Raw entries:
----------
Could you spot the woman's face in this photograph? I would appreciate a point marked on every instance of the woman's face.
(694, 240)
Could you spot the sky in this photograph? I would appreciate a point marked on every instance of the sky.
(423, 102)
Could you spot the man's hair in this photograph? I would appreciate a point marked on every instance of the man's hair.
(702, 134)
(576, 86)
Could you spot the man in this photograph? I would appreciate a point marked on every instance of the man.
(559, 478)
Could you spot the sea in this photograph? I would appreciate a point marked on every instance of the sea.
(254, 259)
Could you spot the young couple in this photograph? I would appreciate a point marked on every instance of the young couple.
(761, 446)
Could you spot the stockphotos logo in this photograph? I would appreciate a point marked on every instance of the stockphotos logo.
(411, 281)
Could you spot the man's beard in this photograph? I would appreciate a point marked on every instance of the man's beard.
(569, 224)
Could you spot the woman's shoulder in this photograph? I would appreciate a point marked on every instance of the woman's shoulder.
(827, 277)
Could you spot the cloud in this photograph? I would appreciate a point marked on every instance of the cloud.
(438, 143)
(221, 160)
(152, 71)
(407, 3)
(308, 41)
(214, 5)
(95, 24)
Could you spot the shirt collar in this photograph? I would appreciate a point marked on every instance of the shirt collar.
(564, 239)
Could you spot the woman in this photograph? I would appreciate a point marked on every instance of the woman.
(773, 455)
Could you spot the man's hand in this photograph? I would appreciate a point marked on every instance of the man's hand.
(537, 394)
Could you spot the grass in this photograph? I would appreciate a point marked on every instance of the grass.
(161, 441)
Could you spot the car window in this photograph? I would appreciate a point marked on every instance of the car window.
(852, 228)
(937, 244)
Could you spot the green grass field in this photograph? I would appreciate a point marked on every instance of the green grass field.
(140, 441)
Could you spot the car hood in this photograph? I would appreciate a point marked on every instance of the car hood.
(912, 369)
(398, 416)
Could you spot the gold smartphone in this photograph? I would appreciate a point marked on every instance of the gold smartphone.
----------
Your instructions
Recast the entries from the line containing "Could you spot the green" through the last line of the entries as a Markdown table with the columns Row and Entry. Put a row number in Row and the line in Entry, leave out blank lines, and include only these lines.

Solution
| Row | Entry |
|---|---|
| 1 | Could you spot the green grass field in this photograph? I would appreciate a point marked on every instance of the green grass field. |
| 2 | (140, 441) |
| 3 | Could you spot the car hood in this photograph? I would appreciate a point marked on every instance of the car hood. |
| 4 | (912, 369) |
| 5 | (398, 416) |
| 6 | Could you spot the gold smartphone in this photograph? I would appreciate a point marked on every instance of the gold smartphone. |